**Required work:**
Omit every picture and write out the rest of the records exactly.

**Input records:**
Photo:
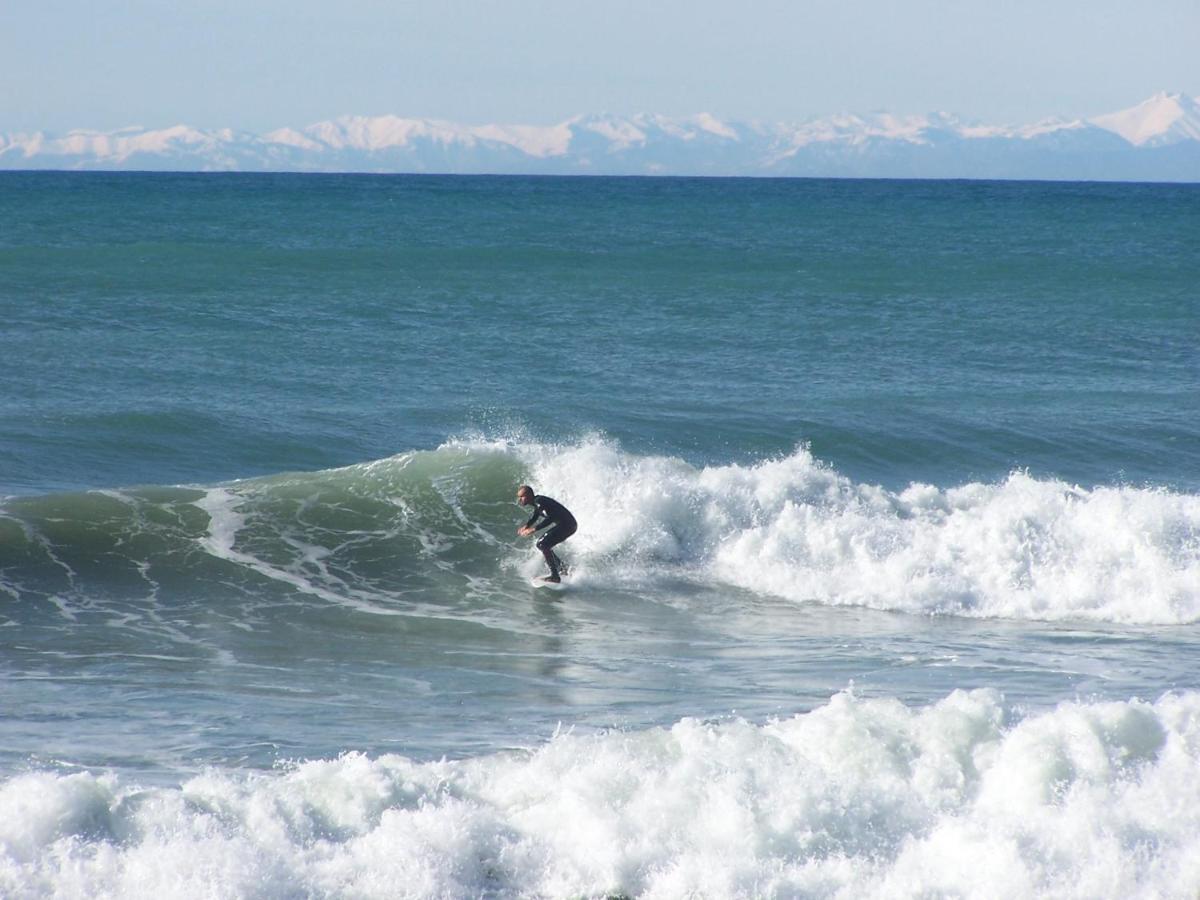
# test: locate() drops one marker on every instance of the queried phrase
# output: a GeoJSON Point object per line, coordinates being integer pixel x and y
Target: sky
{"type": "Point", "coordinates": [257, 65]}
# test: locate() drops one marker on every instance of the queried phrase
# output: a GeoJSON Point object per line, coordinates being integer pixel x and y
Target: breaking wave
{"type": "Point", "coordinates": [865, 798]}
{"type": "Point", "coordinates": [425, 526]}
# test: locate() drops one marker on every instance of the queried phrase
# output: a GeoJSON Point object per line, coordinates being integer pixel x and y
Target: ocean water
{"type": "Point", "coordinates": [887, 580]}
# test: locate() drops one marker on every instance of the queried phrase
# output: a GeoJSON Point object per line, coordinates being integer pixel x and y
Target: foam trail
{"type": "Point", "coordinates": [226, 522]}
{"type": "Point", "coordinates": [859, 798]}
{"type": "Point", "coordinates": [1026, 547]}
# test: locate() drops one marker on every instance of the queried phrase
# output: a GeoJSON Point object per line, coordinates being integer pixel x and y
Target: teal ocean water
{"type": "Point", "coordinates": [887, 580]}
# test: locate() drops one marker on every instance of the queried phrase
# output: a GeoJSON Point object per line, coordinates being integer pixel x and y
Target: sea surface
{"type": "Point", "coordinates": [887, 581]}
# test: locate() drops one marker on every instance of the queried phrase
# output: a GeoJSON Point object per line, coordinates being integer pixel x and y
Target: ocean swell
{"type": "Point", "coordinates": [427, 527]}
{"type": "Point", "coordinates": [857, 798]}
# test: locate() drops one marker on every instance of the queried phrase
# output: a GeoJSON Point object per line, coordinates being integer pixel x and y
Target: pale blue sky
{"type": "Point", "coordinates": [263, 64]}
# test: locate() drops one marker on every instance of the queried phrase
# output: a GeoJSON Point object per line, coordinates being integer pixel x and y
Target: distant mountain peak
{"type": "Point", "coordinates": [1159, 120]}
{"type": "Point", "coordinates": [1157, 139]}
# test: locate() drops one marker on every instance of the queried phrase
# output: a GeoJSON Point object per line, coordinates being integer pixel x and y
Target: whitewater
{"type": "Point", "coordinates": [887, 580]}
{"type": "Point", "coordinates": [990, 791]}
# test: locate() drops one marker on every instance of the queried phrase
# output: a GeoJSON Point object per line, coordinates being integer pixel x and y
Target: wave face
{"type": "Point", "coordinates": [437, 528]}
{"type": "Point", "coordinates": [858, 798]}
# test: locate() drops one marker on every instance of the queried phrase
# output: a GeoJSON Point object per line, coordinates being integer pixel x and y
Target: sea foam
{"type": "Point", "coordinates": [864, 798]}
{"type": "Point", "coordinates": [1025, 547]}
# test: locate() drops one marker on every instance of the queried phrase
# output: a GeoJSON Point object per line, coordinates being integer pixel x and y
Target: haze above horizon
{"type": "Point", "coordinates": [216, 64]}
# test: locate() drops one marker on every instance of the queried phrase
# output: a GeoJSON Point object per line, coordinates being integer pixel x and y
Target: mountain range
{"type": "Point", "coordinates": [1155, 141]}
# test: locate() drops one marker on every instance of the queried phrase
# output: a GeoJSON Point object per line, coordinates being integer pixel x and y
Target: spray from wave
{"type": "Point", "coordinates": [857, 798]}
{"type": "Point", "coordinates": [433, 527]}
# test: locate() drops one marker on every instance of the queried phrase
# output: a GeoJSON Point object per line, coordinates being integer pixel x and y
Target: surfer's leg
{"type": "Point", "coordinates": [552, 538]}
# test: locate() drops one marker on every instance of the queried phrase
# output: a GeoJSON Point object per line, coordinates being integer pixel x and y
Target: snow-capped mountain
{"type": "Point", "coordinates": [1157, 139]}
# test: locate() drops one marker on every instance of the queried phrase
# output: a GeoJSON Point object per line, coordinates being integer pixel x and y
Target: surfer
{"type": "Point", "coordinates": [551, 513]}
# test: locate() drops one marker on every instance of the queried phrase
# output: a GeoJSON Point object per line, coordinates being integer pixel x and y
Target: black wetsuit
{"type": "Point", "coordinates": [551, 513]}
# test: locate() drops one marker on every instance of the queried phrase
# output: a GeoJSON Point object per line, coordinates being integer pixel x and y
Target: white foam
{"type": "Point", "coordinates": [857, 798]}
{"type": "Point", "coordinates": [226, 522]}
{"type": "Point", "coordinates": [1026, 547]}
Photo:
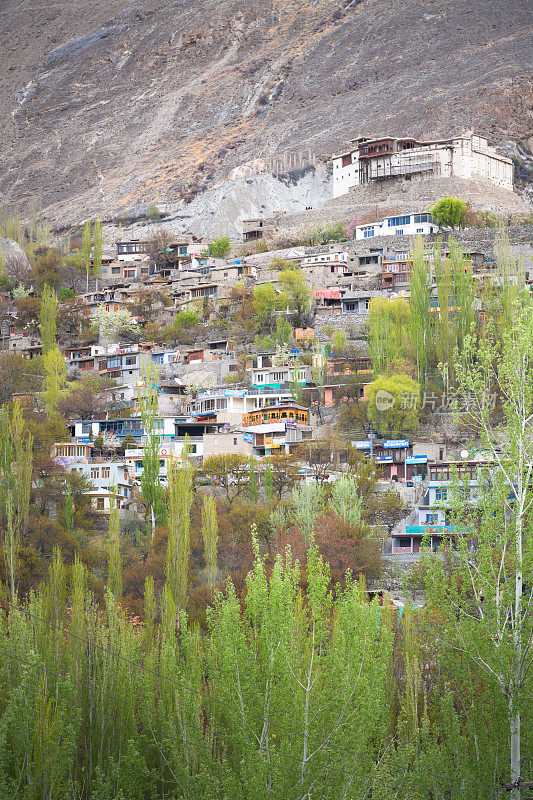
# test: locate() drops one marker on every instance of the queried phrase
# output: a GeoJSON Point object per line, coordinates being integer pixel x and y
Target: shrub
{"type": "Point", "coordinates": [220, 247]}
{"type": "Point", "coordinates": [187, 319]}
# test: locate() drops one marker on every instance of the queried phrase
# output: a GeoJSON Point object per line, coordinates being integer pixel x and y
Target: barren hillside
{"type": "Point", "coordinates": [110, 104]}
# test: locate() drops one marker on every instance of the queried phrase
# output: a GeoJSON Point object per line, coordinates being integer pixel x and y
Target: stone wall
{"type": "Point", "coordinates": [384, 198]}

**Response to the task:**
Photo:
# test: locate() drops one marker on every instance of the queried phrase
# output: a GeoJSON Point object per line, coordinates being integer pixel x and y
Target: sky
{"type": "Point", "coordinates": [257, 65]}
# test: locate() drops one marker on every instance of the queried phrase
# output: a GeoJSON Point object per line, coordinates being integer pixel x and y
Target: breaking wave
{"type": "Point", "coordinates": [865, 798]}
{"type": "Point", "coordinates": [425, 526]}
# test: locate() drops one marker on every instance of the queried phrase
# output: a GeoJSON Point object per line, coordinates being integer pixel x and y
Target: ocean water
{"type": "Point", "coordinates": [887, 580]}
# test: locate() drops one marker on every instance of the queried phrase
# output: a GeoJSON Point object per line, coordinates being integer pixel x and y
Target: foam trail
{"type": "Point", "coordinates": [226, 522]}
{"type": "Point", "coordinates": [859, 798]}
{"type": "Point", "coordinates": [1026, 547]}
# test: locate() drops one marker on every instance of the queried phrase
# output: a GeoJSON Point object per line, coordinates being integer pixel x and y
Target: teal ocean water
{"type": "Point", "coordinates": [887, 580]}
# test: locate() drops one marker on every instance of the queried phrase
# output: a GeoJSON Point object per line, coordinates being integer pixel x and y
Target: sea surface
{"type": "Point", "coordinates": [887, 581]}
# test: locate() drops one marker on every instance of the queried phrase
# output: a GeoJSON Point object per line, coordinates being integer pixel x and y
Target: ocean swell
{"type": "Point", "coordinates": [427, 527]}
{"type": "Point", "coordinates": [857, 798]}
# test: locate() drops one marker on every instance of the queried phrase
# output: a GeoJSON Point object per line, coordinates being integer pixel x and y
Target: pale blue sky
{"type": "Point", "coordinates": [263, 64]}
# test: locate() drops one marker on every instance of the queried phrase
# output: a GeoJSON Point object per line, coordinates being integer pixel x and y
Target: distant mountain peak
{"type": "Point", "coordinates": [1159, 120]}
{"type": "Point", "coordinates": [1157, 139]}
# test: locate() drops one marker on every instance of the queried phrase
# output: a GeoJSON Point object per line, coordinates being integer pixel x and y
Target: whitewater
{"type": "Point", "coordinates": [887, 580]}
{"type": "Point", "coordinates": [990, 791]}
# test: locate() drops one marker on every instance of the queried phrase
# output: a GeoJSON Point object per line, coordinates being integer pixel x and y
Target: wave face
{"type": "Point", "coordinates": [437, 528]}
{"type": "Point", "coordinates": [858, 798]}
# test: locate() drops one marker on every instance of the queried phrase
# output: a GeoJSON Point object per line, coordinates being integer pixel x and y
Target: sea foam
{"type": "Point", "coordinates": [864, 798]}
{"type": "Point", "coordinates": [1025, 547]}
# test: locate() drops one marker on every instance of the queried phrase
# output: a GeoJSON Point object per line, coordinates being integer pixel x and y
Target: haze above horizon
{"type": "Point", "coordinates": [216, 64]}
# test: locate() drops one marker on every instance of the queried phrase
# output: a GeoJSON Point object per line, coordinates being integer pixel x and y
Target: mountain range
{"type": "Point", "coordinates": [1155, 141]}
# test: locate() drops one marker on every instance of the queried phrase
# output: a GeoJSON Point object per line, coordinates being integer pixel x and y
Target: spray from wave
{"type": "Point", "coordinates": [857, 798]}
{"type": "Point", "coordinates": [433, 527]}
# test: locate() drops one marker on every instance of the queried phrase
# output: a GeoJSON Point object per line, coordinates being integer pixel x and y
Target: surfer's leg
{"type": "Point", "coordinates": [552, 538]}
# test: locate() drops one marker on every instance of the queried phrase
# output: a GeoJSON Point object per line, coordinates being integer pixel x and y
Target: snow-capped mountain
{"type": "Point", "coordinates": [1157, 139]}
# test: locate() drops one marker on every instance of the queried phrase
# output: a GeoJSON Point object per line, coordinates being integer pixel x and y
Target: surfer
{"type": "Point", "coordinates": [551, 513]}
# test: locate() drops one marker on every instance of the queried phrase
# output: a GeoJSON Point object per line, coordinates being integer pixel x and y
Target: black wetsuit
{"type": "Point", "coordinates": [551, 513]}
# test: locate() drops one marker on every instance of the queried phrase
# output: a GeoJSON Point object per line, coordinates being integer pixel x and y
Target: white foam
{"type": "Point", "coordinates": [857, 798]}
{"type": "Point", "coordinates": [226, 522]}
{"type": "Point", "coordinates": [1026, 547]}
Photo:
# test: locate() drops one marker on every instance of the queried phrase
# output: a GeoJSON Point object per line, coordinates being integer pixel x and y
Target: shrub
{"type": "Point", "coordinates": [220, 247]}
{"type": "Point", "coordinates": [187, 319]}
# test: locate() drops one marker on every instance of the queried phrase
# output: a GeoJSON Point object per line, coordinates being integer pixel x and y
Target: barren hillside
{"type": "Point", "coordinates": [110, 104]}
# test: locate() drops one marker on every instance of the queried phrase
# output: a GeoJSON Point object per line, coordinates being integer pixel x and y
Target: stone wall
{"type": "Point", "coordinates": [384, 198]}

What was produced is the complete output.